→ Problem: All of the data below should be copied exactly as it stands.

→ Input records:
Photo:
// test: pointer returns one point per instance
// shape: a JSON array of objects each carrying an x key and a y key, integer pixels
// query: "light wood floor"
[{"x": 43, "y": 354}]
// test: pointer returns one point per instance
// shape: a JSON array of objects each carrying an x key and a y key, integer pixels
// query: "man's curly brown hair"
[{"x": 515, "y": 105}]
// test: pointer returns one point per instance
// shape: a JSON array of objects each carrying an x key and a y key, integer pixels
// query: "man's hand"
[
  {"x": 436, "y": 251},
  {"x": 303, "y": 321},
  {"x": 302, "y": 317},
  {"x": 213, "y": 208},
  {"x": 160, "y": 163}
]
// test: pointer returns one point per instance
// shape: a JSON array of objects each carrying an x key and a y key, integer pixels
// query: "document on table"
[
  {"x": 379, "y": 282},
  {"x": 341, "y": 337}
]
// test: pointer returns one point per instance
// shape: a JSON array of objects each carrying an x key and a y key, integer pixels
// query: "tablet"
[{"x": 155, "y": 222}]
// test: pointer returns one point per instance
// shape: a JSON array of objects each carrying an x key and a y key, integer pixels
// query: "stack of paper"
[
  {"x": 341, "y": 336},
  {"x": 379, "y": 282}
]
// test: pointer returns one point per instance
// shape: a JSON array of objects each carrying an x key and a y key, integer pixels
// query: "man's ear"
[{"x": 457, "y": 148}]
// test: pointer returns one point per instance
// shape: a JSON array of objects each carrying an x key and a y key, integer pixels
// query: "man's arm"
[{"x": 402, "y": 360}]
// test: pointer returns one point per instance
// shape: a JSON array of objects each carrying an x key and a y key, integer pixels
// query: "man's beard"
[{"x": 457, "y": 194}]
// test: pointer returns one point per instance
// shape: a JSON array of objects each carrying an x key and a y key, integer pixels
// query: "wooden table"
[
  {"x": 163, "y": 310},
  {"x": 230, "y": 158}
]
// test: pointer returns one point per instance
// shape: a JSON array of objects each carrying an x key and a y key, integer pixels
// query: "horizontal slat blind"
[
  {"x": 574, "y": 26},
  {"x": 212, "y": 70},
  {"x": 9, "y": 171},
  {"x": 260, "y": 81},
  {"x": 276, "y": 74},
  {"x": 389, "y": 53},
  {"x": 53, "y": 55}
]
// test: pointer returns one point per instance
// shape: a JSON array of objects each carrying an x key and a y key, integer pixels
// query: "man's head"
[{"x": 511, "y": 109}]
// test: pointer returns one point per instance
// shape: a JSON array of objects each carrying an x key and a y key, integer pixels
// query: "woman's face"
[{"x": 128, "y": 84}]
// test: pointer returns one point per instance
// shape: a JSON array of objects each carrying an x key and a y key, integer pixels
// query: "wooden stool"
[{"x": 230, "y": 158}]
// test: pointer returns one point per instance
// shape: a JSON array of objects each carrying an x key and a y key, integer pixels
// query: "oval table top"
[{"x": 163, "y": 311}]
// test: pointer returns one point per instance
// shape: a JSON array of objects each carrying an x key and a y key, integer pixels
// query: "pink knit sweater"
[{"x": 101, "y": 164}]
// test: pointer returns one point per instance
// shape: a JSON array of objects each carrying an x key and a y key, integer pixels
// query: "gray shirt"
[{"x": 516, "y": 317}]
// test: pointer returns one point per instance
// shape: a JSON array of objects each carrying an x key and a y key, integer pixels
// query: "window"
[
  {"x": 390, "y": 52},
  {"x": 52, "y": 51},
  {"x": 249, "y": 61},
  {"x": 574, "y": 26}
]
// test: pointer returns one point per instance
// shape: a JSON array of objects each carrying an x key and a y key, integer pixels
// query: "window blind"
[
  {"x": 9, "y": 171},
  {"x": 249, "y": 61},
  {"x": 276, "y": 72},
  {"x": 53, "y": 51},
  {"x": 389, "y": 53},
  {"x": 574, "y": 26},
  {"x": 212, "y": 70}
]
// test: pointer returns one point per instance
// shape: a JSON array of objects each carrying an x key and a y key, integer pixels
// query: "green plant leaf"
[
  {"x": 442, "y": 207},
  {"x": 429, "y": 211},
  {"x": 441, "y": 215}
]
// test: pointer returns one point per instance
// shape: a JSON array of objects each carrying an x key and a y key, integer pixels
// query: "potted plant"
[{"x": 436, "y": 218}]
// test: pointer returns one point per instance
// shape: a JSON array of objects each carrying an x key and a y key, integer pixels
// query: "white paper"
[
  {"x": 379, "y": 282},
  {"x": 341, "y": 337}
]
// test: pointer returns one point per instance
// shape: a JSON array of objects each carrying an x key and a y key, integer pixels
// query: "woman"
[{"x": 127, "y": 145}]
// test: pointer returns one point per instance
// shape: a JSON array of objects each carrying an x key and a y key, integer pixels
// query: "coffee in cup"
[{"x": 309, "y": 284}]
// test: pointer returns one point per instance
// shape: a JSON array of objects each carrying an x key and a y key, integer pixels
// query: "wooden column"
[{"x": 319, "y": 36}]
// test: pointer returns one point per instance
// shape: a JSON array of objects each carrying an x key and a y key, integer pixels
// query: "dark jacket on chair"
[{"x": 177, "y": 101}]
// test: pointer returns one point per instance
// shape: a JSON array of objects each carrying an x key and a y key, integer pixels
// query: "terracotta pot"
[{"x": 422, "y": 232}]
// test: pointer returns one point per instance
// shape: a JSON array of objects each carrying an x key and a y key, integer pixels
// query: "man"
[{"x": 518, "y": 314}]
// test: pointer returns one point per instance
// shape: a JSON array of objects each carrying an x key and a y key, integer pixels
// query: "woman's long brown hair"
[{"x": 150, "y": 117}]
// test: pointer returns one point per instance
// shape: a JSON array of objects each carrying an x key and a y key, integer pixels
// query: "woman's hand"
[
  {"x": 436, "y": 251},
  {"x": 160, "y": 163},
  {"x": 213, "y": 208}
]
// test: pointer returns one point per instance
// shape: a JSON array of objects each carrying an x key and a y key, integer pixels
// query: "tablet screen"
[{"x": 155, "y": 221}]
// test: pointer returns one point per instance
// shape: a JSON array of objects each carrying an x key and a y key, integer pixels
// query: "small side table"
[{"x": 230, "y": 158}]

→ Solution:
Photo:
// test: pointer returns one point per instance
// shape: a JSON array of objects each carrying an x key and a y key, integer pixels
// query: "light wood floor"
[{"x": 43, "y": 354}]
// test: pointer returns one point per instance
// shape: a JSON array of objects each carrying an x key and a y key, integer pixels
// query: "man's curly brown hair"
[{"x": 515, "y": 105}]
// test: pointer returns one point per instance
// shape: a JSON array of objects each carrying an x key and a y key, integer pixels
// query: "man's hand"
[
  {"x": 436, "y": 251},
  {"x": 303, "y": 321},
  {"x": 302, "y": 317},
  {"x": 213, "y": 208},
  {"x": 160, "y": 163}
]
// test: pointer returns one point per instance
// shape: a JSON array of objects each carrying an x key and a y key, integer pixels
// query: "document on table"
[
  {"x": 379, "y": 282},
  {"x": 341, "y": 337}
]
// test: pointer returns one point per instance
// shape: a JSON array of objects each carrying an x key and a y key, integer pixels
// query: "tablet"
[{"x": 155, "y": 222}]
// test: pointer returns one point per instance
// shape: a JSON array of objects each carrying an x key and a y key, integer pixels
// query: "stack of paper"
[
  {"x": 341, "y": 336},
  {"x": 379, "y": 282}
]
// test: pointer returns one point per instance
// shape: a JSON array of objects each carrying an x key and a y key, integer pixels
// query: "man's ear"
[{"x": 457, "y": 148}]
// test: pointer returns one point per instance
// shape: a JSON array of objects each carrying an x key and a y key, integer pixels
// query: "man's arm"
[{"x": 402, "y": 360}]
// test: pointer returns one point per instance
// shape: a JSON array of objects each carrying an x key and a y key, integer pixels
// query: "man's beard"
[{"x": 457, "y": 194}]
// test: pointer returns one point per instance
// shape: a JSON array of objects each carrying an x key and a y key, integer pixels
// query: "wooden table"
[
  {"x": 163, "y": 310},
  {"x": 230, "y": 158}
]
// test: pointer returns one point per instance
// shape: a JSON array of objects each carrying an x key and a y key, integer pixels
// query: "horizontal slat blind"
[
  {"x": 574, "y": 26},
  {"x": 212, "y": 70},
  {"x": 9, "y": 171},
  {"x": 260, "y": 81},
  {"x": 276, "y": 74},
  {"x": 389, "y": 53},
  {"x": 53, "y": 55}
]
// test: pointer returns one point per instance
// shape: a JSON array of objects each carrying an x key and a y key, integer pixels
// query: "man's head"
[{"x": 511, "y": 109}]
// test: pointer returns one point per instance
// shape: a JSON array of objects each carrying an x key and a y key, integer pixels
// query: "woman's face"
[{"x": 128, "y": 84}]
// test: pointer returns one point per instance
// shape: a JSON array of objects each carrying an x key and a y key, integer pixels
// query: "wooden stool"
[{"x": 230, "y": 158}]
// test: pointer returns one point per instance
// shape: a JSON array of objects each carrying an x key and a y key, integer pixels
// query: "oval table top"
[{"x": 163, "y": 311}]
// test: pointer returns one point per instance
// shape: a JSON array of objects each carrying an x key and a y key, integer pixels
// query: "pink knit sweater"
[{"x": 101, "y": 164}]
// test: pointer returns one point per instance
// shape: a JSON array of objects each carrying an x key and a y key, integer pixels
// query: "gray shirt"
[{"x": 516, "y": 317}]
// test: pointer returns one point per instance
// shape: a JSON array of objects each carrying an x key and a y key, integer pixels
// query: "window"
[
  {"x": 390, "y": 52},
  {"x": 52, "y": 51},
  {"x": 249, "y": 61},
  {"x": 574, "y": 26}
]
// test: pointer returns one point per instance
// shape: a JSON array of objects each carrying an x key and a y key, integer pixels
// query: "window blind"
[
  {"x": 9, "y": 171},
  {"x": 249, "y": 61},
  {"x": 276, "y": 72},
  {"x": 53, "y": 51},
  {"x": 389, "y": 53},
  {"x": 574, "y": 26},
  {"x": 212, "y": 70}
]
// test: pointer returns one point per instance
// shape: a JSON array of objects each carrying an x key and a y key, integer pixels
// query: "green plant leaf"
[
  {"x": 442, "y": 207},
  {"x": 429, "y": 211},
  {"x": 441, "y": 215}
]
// test: pointer returns one point per instance
// shape: a JSON array of objects each carrying an x key and a y key, integer pixels
// query: "potted plant"
[{"x": 436, "y": 218}]
// test: pointer returns one point per instance
// shape: a JSON array of objects each carrying an x key and a y key, integer pixels
// query: "white paper"
[
  {"x": 379, "y": 282},
  {"x": 341, "y": 337}
]
// test: pointer returns one point per instance
// shape: a JSON array of objects each carrying an x key and a y key, integer pixels
// query: "woman"
[{"x": 127, "y": 145}]
// test: pointer returns one point per instance
// shape: a JSON array of objects each carrying an x key and a y key, integer pixels
// query: "coffee in cup"
[{"x": 309, "y": 284}]
// test: pointer returns one point per instance
// shape: a JSON array of objects each carrying an x key and a y key, integer pixels
// query: "wooden column"
[{"x": 319, "y": 36}]
// test: pointer returns one point per instance
// shape: a JSON array of objects each carrying an x key and a y key, integer pixels
// query: "dark jacket on chair"
[{"x": 177, "y": 101}]
// test: pointer returns one point per instance
// shape: a JSON array of objects each carrying an x key and a y key, integer pixels
// query: "terracotta pot"
[{"x": 422, "y": 232}]
// test: pointer returns one point per instance
// shape: a JSON array of objects each carrying an x key and a y key, integer pixels
// query: "man"
[{"x": 518, "y": 314}]
// test: pointer returns one point per instance
// shape: a JSON array of objects each carrying an x key and a y key, integer pixels
// query: "woman's long brown hair"
[{"x": 150, "y": 117}]
// test: pointer returns one point per instance
// shape: a JSON array of objects each carrying an x key and a y key, integer pixels
// query: "woman's hand"
[
  {"x": 436, "y": 251},
  {"x": 160, "y": 163},
  {"x": 213, "y": 208}
]
// test: pointer returns one point per instance
// shape: a JSON array of objects each carrying an x key and a y key, integer pixels
// query: "tablet screen"
[{"x": 155, "y": 221}]
// test: pointer returns one point per instance
// shape: a JSON array of objects each carrying an x key and a y key, integer pixels
// query: "small side table"
[{"x": 230, "y": 158}]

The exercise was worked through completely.